PAGE EXTRACT>
But wait I hear myself ask, how does that actually end up where Caddy can get the files? See, here is where we get a little bit tacky. The last job runs on a runner with the label “hugo-deploy”, of which there is only one and that runner liver right next to the caddy container. Whereas my ubuntu-latest runs in a docker-in-docker setup that is very well segmented from the host, this one ain’t. It only ever gets this exact job to run, and nothing else which limits it’s exposure to potential external hijinks. Unless alpine/python/npm/rsync/etc gets hijacked (at which point my little cloud image is the least of my worries) or my Gitea is compromised (which means my entire server is anyways), this is going to be predictable in its execution. As with earlier, this is a compromise that I am willing to make for this deployment that I would not necessarily do in other cases.

Stored dataset items>
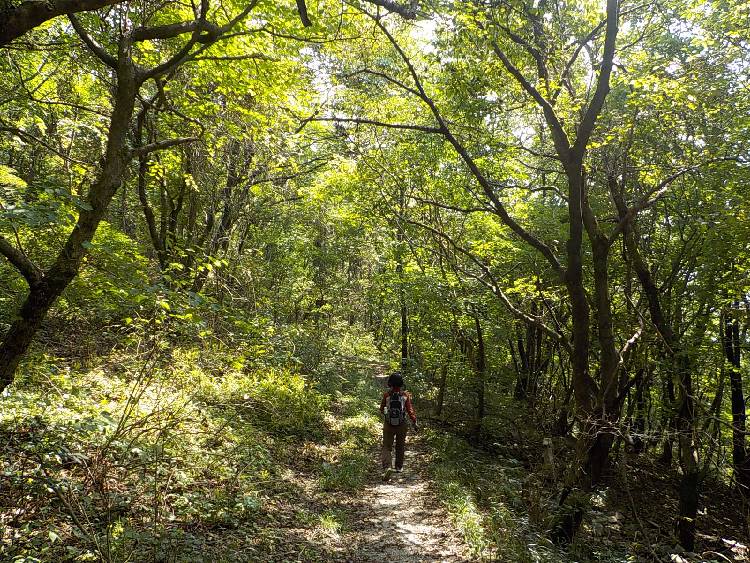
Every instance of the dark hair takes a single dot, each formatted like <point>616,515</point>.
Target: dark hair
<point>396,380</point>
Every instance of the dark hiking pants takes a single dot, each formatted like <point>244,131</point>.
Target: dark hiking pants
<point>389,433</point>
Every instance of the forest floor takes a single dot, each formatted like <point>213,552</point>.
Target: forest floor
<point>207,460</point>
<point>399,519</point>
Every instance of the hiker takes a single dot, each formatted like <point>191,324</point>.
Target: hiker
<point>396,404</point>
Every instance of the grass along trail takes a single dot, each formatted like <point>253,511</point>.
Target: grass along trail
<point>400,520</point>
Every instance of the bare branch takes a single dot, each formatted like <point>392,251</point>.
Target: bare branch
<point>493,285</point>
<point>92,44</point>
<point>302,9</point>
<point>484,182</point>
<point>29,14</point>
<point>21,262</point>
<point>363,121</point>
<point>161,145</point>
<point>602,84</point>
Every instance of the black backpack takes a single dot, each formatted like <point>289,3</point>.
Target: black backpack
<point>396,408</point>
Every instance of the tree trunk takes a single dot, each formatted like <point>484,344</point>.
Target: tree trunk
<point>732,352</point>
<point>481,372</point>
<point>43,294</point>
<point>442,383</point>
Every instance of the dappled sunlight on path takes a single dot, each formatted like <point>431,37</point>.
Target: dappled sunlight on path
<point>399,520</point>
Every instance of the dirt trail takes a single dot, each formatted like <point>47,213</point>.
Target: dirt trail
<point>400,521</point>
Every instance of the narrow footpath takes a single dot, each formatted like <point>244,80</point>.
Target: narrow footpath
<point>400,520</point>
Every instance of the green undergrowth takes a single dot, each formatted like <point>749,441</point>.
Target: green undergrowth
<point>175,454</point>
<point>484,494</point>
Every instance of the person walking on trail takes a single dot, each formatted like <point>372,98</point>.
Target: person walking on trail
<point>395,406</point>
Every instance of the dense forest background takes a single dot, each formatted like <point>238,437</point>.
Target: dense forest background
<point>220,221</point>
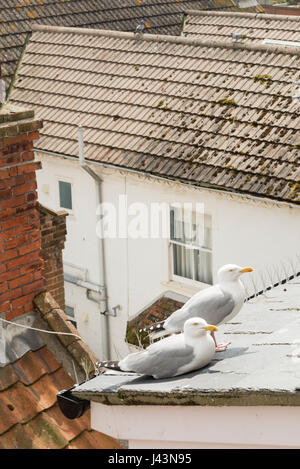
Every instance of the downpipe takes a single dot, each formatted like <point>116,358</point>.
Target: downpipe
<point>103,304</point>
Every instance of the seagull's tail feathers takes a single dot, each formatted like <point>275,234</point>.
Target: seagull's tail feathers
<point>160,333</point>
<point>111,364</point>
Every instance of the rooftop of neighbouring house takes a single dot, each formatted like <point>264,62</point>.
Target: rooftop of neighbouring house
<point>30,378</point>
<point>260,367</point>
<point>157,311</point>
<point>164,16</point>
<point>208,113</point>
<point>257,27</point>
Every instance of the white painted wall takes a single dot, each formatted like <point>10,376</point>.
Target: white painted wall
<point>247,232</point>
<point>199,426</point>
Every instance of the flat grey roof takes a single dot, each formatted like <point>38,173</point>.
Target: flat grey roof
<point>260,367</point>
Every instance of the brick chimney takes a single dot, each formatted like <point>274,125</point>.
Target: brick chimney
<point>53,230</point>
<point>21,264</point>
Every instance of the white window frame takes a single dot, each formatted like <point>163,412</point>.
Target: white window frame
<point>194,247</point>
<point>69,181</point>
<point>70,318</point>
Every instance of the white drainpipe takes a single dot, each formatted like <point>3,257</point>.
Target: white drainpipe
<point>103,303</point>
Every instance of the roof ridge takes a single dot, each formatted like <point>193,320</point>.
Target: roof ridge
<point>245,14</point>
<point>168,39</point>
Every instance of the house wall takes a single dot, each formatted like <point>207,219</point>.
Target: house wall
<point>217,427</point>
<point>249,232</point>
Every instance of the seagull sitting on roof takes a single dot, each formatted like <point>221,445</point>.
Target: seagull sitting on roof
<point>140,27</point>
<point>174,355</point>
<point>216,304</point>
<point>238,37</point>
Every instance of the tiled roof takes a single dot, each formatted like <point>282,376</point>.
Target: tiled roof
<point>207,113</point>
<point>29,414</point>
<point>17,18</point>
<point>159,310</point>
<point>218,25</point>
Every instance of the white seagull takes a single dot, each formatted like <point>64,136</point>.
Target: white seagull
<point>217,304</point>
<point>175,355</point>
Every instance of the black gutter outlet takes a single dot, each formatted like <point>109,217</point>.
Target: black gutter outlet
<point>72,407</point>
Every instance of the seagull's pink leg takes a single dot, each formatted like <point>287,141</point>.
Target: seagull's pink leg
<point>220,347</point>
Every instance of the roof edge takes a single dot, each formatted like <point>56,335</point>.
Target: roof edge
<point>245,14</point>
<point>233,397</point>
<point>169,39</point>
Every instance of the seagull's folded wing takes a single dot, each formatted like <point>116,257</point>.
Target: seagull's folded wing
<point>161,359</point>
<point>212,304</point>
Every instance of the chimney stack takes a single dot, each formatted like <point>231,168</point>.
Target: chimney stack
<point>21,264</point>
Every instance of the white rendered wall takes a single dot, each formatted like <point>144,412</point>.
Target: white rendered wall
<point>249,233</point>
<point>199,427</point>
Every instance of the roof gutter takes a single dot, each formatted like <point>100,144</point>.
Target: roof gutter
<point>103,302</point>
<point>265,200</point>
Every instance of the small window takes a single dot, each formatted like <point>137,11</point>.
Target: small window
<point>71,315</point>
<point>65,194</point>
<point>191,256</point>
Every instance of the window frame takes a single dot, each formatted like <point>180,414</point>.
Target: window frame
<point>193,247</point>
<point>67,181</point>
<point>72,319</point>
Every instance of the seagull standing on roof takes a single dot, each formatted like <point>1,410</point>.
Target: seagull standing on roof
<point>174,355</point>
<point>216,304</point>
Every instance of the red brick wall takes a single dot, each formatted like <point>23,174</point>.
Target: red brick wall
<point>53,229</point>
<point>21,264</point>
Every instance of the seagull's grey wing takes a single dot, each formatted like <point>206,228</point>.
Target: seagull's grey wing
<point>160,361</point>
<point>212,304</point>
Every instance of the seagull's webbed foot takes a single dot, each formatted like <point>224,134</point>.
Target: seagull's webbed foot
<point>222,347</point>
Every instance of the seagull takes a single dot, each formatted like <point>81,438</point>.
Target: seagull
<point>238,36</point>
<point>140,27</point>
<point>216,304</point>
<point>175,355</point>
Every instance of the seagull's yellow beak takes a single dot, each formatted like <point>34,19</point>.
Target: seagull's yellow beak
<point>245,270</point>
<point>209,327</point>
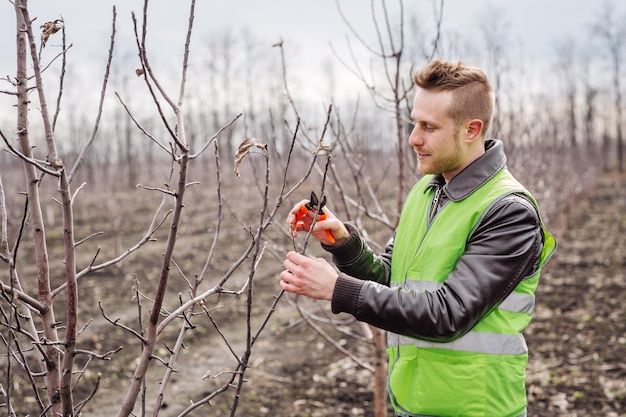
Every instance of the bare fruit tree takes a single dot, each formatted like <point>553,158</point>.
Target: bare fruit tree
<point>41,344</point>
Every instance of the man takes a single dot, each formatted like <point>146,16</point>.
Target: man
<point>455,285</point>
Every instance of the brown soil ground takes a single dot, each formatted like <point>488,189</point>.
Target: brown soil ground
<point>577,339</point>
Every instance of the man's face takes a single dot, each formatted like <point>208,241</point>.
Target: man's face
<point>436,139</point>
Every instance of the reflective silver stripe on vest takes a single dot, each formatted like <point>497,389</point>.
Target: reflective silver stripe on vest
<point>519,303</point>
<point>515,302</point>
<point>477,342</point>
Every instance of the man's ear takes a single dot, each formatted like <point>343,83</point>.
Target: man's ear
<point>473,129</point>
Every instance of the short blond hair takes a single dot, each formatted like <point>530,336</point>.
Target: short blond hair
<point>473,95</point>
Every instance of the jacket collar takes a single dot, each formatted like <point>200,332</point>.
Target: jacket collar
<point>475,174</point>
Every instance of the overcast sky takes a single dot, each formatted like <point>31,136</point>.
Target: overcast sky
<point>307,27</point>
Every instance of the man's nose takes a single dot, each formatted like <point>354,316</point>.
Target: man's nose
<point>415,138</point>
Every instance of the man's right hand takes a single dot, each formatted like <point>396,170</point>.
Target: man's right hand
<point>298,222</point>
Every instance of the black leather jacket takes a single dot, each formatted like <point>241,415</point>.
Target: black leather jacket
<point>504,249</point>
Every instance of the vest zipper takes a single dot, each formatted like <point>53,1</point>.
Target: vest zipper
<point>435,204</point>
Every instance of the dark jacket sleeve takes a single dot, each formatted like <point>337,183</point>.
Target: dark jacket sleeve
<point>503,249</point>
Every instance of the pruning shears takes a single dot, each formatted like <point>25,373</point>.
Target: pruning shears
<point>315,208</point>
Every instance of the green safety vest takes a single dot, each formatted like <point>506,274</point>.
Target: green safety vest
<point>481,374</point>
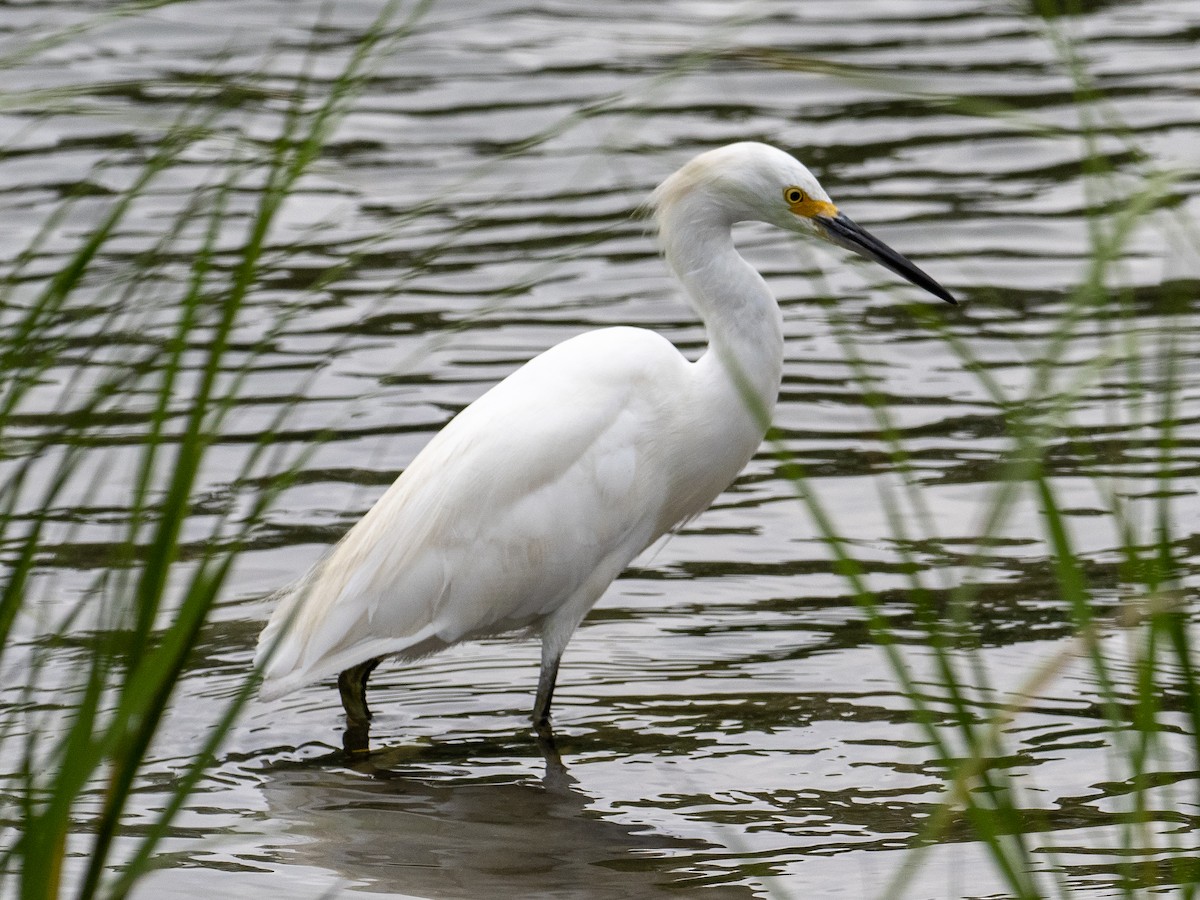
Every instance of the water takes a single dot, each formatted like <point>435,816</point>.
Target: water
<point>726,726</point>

ACTIVITY> In the runner write-up, copy out the stretch from "But wait I hear" through "in other cases.", switching "hijinks" to "mischief".

SOLUTION>
But wait I hear myself ask, how does that actually end up where Caddy can get the files? See, here is where we get a little bit tacky. The last job runs on a runner with the label “hugo-deploy”, of which there is only one and that runner liver right next to the caddy container. Whereas my ubuntu-latest runs in a docker-in-docker setup that is very well segmented from the host, this one ain’t. It only ever gets this exact job to run, and nothing else which limits it’s exposure to potential external mischief. Unless alpine/python/npm/rsync/etc gets hijacked (at which point my little cloud image is the least of my worries) or my Gitea is compromised (which means my entire server is anyways), this is going to be predictable in its execution. As with earlier, this is a compromise that I am willing to make for this deployment that I would not necessarily do in other cases.